=== Written problem ===
Write out the whole of the material exactly.
################
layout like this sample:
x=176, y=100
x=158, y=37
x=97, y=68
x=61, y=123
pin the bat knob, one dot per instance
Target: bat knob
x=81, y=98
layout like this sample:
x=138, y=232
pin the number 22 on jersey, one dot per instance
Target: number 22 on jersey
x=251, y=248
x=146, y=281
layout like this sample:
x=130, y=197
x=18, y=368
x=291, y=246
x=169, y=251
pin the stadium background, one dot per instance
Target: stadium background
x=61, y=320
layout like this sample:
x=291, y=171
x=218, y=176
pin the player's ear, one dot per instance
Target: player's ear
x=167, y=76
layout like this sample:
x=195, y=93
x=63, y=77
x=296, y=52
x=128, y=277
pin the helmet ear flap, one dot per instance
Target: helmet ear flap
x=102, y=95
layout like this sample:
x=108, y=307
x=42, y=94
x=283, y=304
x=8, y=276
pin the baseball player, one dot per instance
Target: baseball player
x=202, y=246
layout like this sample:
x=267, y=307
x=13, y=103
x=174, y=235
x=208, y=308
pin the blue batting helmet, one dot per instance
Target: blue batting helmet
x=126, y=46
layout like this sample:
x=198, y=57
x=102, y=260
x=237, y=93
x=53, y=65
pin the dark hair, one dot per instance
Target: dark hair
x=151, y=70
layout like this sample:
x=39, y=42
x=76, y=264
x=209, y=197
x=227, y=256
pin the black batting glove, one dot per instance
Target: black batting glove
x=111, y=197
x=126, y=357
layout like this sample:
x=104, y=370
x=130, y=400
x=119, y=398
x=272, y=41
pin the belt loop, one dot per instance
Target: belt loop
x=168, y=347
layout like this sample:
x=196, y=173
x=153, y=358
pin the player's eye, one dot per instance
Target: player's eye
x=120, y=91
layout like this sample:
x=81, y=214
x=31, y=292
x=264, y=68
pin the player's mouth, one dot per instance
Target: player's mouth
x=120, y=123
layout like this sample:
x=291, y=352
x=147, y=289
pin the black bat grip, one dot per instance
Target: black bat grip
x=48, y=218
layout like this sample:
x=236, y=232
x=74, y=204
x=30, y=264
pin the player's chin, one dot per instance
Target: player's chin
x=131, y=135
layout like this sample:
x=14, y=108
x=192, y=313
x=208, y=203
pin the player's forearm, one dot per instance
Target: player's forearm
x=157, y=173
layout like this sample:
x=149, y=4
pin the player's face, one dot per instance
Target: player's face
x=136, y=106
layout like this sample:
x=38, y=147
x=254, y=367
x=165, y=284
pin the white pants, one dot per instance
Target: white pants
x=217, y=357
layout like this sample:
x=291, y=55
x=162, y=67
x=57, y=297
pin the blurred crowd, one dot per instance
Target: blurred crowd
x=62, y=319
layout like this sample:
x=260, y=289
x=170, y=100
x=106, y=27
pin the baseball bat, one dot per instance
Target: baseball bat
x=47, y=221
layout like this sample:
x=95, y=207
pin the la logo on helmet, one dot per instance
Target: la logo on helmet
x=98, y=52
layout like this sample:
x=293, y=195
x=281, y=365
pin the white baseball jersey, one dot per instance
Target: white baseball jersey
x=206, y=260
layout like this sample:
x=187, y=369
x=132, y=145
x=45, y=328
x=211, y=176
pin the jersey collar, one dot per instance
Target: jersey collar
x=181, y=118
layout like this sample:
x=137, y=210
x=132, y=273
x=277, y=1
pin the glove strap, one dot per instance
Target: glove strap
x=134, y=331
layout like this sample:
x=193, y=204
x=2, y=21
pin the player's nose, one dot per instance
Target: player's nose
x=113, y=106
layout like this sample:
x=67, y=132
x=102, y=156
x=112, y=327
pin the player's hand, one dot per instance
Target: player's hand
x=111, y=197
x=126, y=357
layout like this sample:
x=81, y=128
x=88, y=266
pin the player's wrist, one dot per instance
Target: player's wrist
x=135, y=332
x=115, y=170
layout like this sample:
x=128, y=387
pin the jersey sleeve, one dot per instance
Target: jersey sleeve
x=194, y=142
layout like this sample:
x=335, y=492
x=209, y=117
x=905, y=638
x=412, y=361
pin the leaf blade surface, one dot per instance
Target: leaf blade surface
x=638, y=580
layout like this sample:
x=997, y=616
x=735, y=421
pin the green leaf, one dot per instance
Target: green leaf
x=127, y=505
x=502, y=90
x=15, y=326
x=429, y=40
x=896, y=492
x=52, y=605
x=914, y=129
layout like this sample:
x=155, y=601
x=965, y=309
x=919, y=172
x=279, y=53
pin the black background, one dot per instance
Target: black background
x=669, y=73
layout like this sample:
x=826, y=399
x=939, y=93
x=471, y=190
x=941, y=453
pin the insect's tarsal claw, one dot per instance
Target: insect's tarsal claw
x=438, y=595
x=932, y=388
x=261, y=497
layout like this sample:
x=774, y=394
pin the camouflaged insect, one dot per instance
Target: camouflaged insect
################
=== Answer to this task ===
layout like this sample:
x=176, y=100
x=158, y=37
x=97, y=68
x=61, y=123
pin the bat knob, one dot per instance
Target: bat knob
x=81, y=98
layout like this sample:
x=138, y=232
pin the number 22 on jersey, one dot per instance
Target: number 22 on jersey
x=251, y=248
x=146, y=281
layout like this sample:
x=130, y=197
x=18, y=368
x=291, y=246
x=169, y=251
pin the stadium background, one dot per instance
Target: stadium background
x=61, y=320
layout like this sample:
x=291, y=171
x=218, y=176
pin the player's ear, one dot per instance
Target: player's ear
x=167, y=76
layout like this sample:
x=195, y=93
x=63, y=77
x=296, y=52
x=128, y=277
pin the helmet ear flap, one dot per instance
Target: helmet ear flap
x=102, y=95
layout like this sample:
x=108, y=307
x=42, y=94
x=283, y=304
x=8, y=276
pin the baseball player, one dot per instance
Target: baseball player
x=202, y=246
layout like this sample:
x=267, y=307
x=13, y=103
x=174, y=235
x=208, y=308
pin the blue batting helmet, one dot per instance
Target: blue batting helmet
x=126, y=46
layout like this sample:
x=198, y=57
x=102, y=260
x=237, y=93
x=53, y=65
pin the dark hair, one dot per instance
Target: dark hair
x=151, y=70
layout like this sample:
x=39, y=42
x=76, y=264
x=209, y=197
x=227, y=256
pin the black batting glove, one dot per instance
Target: black batting glove
x=111, y=197
x=126, y=357
layout like this sample:
x=104, y=370
x=130, y=400
x=119, y=398
x=272, y=41
pin the belt loop, one dot per instance
Target: belt loop
x=168, y=347
layout like this sample:
x=196, y=173
x=153, y=358
pin the player's eye, one dot per instance
Target: player's eye
x=120, y=91
layout like this sample:
x=81, y=214
x=31, y=292
x=264, y=68
pin the player's mouth, one dot per instance
Target: player's mouth
x=120, y=123
layout like this sample:
x=291, y=352
x=147, y=289
pin the black bat grip, one dot per instance
Target: black bat grip
x=48, y=218
layout like this sample:
x=236, y=232
x=74, y=204
x=30, y=264
pin the player's chin, one dot per instance
Target: player's chin
x=131, y=135
layout like this sample:
x=14, y=108
x=192, y=313
x=208, y=203
pin the player's forearm, one dot per instance
Target: player's forearm
x=157, y=173
layout like this sample:
x=149, y=4
pin the player's face, one dot per instance
Target: player's face
x=136, y=106
layout like this sample:
x=38, y=147
x=254, y=367
x=165, y=284
pin the white pants, one dot per instance
Target: white pants
x=217, y=357
layout like this sample:
x=291, y=55
x=162, y=67
x=57, y=297
pin the blurred crowd, one dot per instance
Target: blurred crowd
x=62, y=319
layout like this sample:
x=260, y=289
x=170, y=100
x=106, y=27
pin the baseball bat, one dot per instance
Target: baseball bat
x=47, y=221
layout like this sample:
x=95, y=207
pin the la logo on helmet, one dot per instance
Target: la logo on helmet
x=98, y=52
layout like this sample:
x=293, y=195
x=281, y=365
pin the white baseball jersey, one dot per instance
Target: white baseball jersey
x=206, y=260
layout like this sample:
x=187, y=369
x=132, y=145
x=45, y=328
x=211, y=176
pin the jersey collar, one dot per instance
Target: jersey collar
x=181, y=118
layout like this sample:
x=137, y=210
x=132, y=273
x=277, y=1
pin the glove strap, one dot per instance
Target: glove strap
x=134, y=331
layout like this sample:
x=193, y=204
x=2, y=21
pin the player's nose, one dot per instance
Target: player's nose
x=113, y=106
layout like this sample:
x=67, y=132
x=102, y=156
x=112, y=327
pin the player's hand, one dot per instance
Target: player's hand
x=111, y=197
x=126, y=357
layout like this sample:
x=81, y=128
x=88, y=266
pin the player's wrist, one dot per instance
Target: player's wrist
x=135, y=332
x=115, y=170
layout like this sample:
x=128, y=387
pin the jersey sleeve, one dot per instance
Target: jersey sleeve
x=194, y=142
layout like this sample:
x=335, y=492
x=209, y=117
x=905, y=638
x=412, y=361
pin the leaf blade surface, one dot per instance
Target: leaf blade surface
x=638, y=580
layout like this sample:
x=997, y=616
x=735, y=421
pin the green leaf, one dot per instance
Target: green leaf
x=127, y=505
x=502, y=90
x=15, y=326
x=429, y=40
x=896, y=492
x=52, y=605
x=914, y=129
layout like this sample:
x=155, y=601
x=965, y=309
x=919, y=172
x=279, y=53
pin the black background, one dot per instance
Target: black background
x=669, y=73
layout like this sample:
x=826, y=399
x=939, y=93
x=471, y=190
x=941, y=453
pin the insect's tarsal claw, one dot per instance
Target: insect's tarsal claw
x=438, y=595
x=932, y=388
x=261, y=497
layout like this sample:
x=774, y=394
pin the camouflaged insect, one dot per instance
Target: camouflaged insect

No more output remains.